▸ PROVIDED RECORDS:
+-------+

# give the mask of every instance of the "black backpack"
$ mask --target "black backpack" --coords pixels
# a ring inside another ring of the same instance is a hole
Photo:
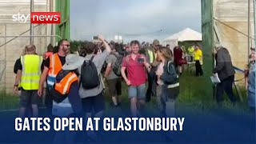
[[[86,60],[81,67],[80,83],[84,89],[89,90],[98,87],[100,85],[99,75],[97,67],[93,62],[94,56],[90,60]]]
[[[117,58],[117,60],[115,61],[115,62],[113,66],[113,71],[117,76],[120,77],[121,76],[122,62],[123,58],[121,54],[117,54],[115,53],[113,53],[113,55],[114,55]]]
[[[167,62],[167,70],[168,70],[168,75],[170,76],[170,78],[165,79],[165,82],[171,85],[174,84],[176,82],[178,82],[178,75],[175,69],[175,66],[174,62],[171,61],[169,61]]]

+-------+

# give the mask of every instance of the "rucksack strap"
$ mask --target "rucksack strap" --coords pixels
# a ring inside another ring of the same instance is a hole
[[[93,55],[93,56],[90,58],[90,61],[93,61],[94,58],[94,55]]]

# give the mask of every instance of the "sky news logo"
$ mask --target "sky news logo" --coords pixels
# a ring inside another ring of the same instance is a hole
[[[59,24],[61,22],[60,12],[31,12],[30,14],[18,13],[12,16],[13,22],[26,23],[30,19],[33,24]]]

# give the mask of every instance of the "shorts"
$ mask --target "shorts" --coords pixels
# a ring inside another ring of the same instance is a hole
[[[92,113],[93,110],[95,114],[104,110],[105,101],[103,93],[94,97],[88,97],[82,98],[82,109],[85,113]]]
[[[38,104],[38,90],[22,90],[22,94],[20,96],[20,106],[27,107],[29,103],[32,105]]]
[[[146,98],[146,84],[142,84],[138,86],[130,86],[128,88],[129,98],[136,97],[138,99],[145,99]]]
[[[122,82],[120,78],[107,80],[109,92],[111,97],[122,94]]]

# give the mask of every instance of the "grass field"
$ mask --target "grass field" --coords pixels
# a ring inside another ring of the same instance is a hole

+-------+

▸ INSTRUCTION:
Return every line of the rows above that contains the string "grass", matching case exactly.

▸ SOLVED EXERCISE:
# give the mask of every instance of the "grass field"
$ mask --target "grass field" --coords pixels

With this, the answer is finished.